What is expected: Would you reproduce exactly the lines below from the one holding "Query: yellow flower disc" through the one holding "Query: pink gerbera flower", inclusive, and no others?

START Exercise input

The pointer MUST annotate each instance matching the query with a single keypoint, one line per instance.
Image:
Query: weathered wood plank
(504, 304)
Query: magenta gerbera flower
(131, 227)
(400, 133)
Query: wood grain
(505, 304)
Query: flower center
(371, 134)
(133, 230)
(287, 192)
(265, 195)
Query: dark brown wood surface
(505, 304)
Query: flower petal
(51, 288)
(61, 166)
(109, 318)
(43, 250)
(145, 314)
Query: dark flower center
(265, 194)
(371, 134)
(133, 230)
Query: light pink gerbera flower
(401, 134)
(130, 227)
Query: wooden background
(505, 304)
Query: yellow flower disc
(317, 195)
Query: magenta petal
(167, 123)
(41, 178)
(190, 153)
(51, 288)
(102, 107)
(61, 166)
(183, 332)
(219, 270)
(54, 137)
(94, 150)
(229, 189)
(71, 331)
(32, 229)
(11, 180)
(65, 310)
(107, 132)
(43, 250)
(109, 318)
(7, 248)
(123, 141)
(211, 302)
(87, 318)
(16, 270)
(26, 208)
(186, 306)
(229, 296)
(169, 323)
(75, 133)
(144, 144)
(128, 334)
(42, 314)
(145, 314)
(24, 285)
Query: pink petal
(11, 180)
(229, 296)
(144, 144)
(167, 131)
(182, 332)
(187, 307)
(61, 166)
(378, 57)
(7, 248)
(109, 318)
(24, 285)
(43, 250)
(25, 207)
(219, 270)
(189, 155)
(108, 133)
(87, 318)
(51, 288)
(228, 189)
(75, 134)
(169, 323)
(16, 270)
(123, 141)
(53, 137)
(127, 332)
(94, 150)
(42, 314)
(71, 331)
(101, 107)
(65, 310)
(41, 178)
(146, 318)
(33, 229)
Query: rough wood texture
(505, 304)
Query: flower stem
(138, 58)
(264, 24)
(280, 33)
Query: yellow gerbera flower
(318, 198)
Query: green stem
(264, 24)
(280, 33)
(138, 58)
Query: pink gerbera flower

END Exercise input
START Exercise input

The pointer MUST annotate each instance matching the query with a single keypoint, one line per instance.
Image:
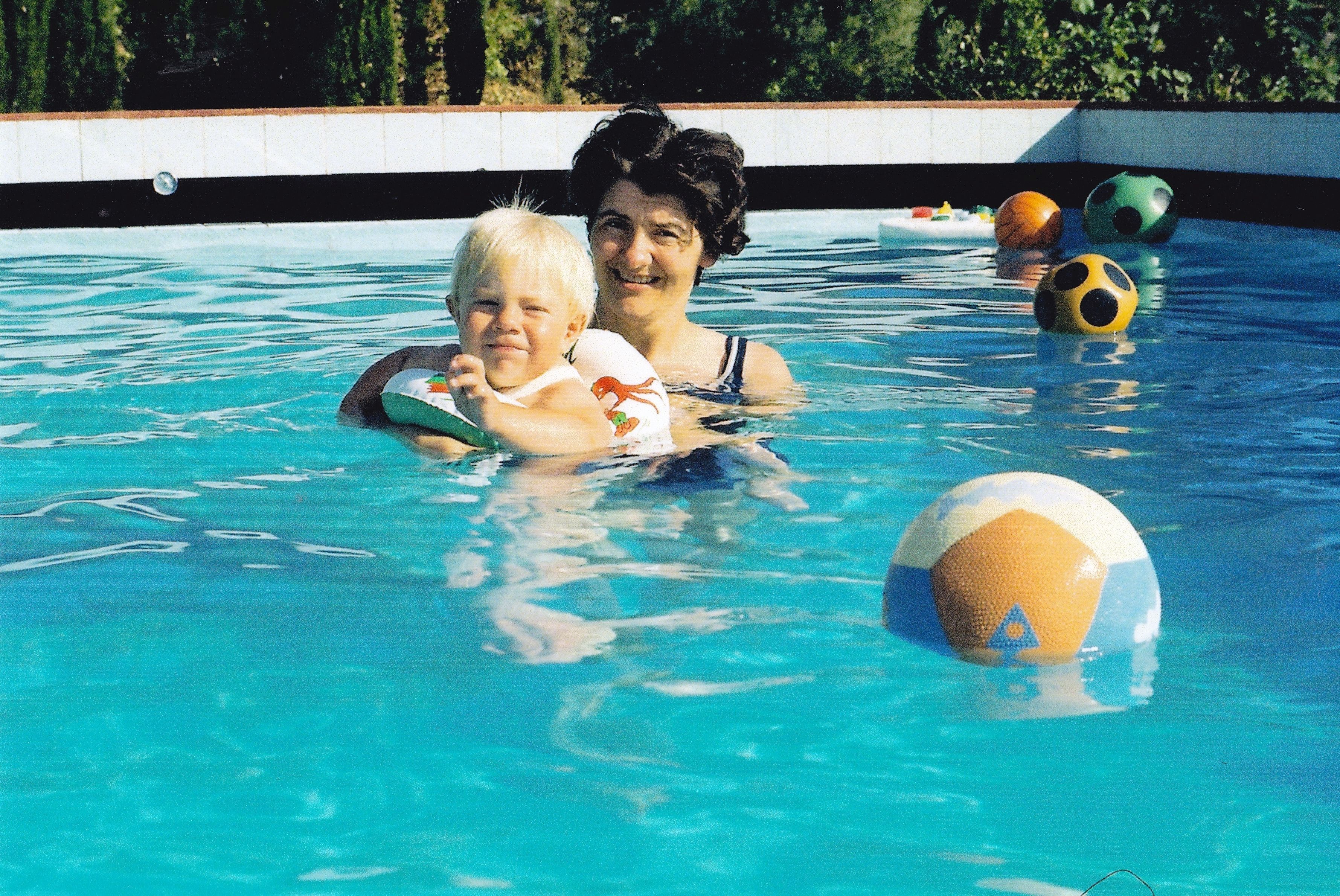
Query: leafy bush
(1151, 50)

END Exercise input

Solution:
Query: yellow flower disc
(317, 195)
Query: magenta petal
(167, 123)
(41, 178)
(190, 153)
(51, 288)
(102, 107)
(61, 166)
(183, 332)
(219, 270)
(54, 137)
(94, 150)
(229, 189)
(71, 331)
(32, 229)
(11, 180)
(65, 310)
(107, 132)
(43, 250)
(109, 318)
(7, 248)
(123, 141)
(211, 302)
(87, 318)
(16, 270)
(26, 208)
(186, 306)
(229, 296)
(169, 323)
(75, 133)
(144, 144)
(128, 334)
(42, 314)
(145, 314)
(24, 285)
Query: pink petal
(11, 180)
(229, 296)
(144, 144)
(167, 131)
(182, 332)
(187, 307)
(61, 166)
(378, 57)
(7, 248)
(109, 318)
(24, 285)
(43, 250)
(25, 207)
(219, 270)
(189, 155)
(108, 133)
(87, 318)
(51, 288)
(228, 189)
(75, 134)
(169, 323)
(16, 270)
(123, 141)
(53, 137)
(127, 332)
(94, 150)
(42, 314)
(71, 331)
(101, 107)
(65, 310)
(41, 178)
(146, 318)
(33, 229)
Query: rough wood texture
(505, 304)
Query: flower stem
(138, 58)
(264, 24)
(280, 33)
Query: yellow gerbera flower
(318, 198)
Query: green stem
(264, 24)
(280, 33)
(138, 58)
Query: pink gerbera flower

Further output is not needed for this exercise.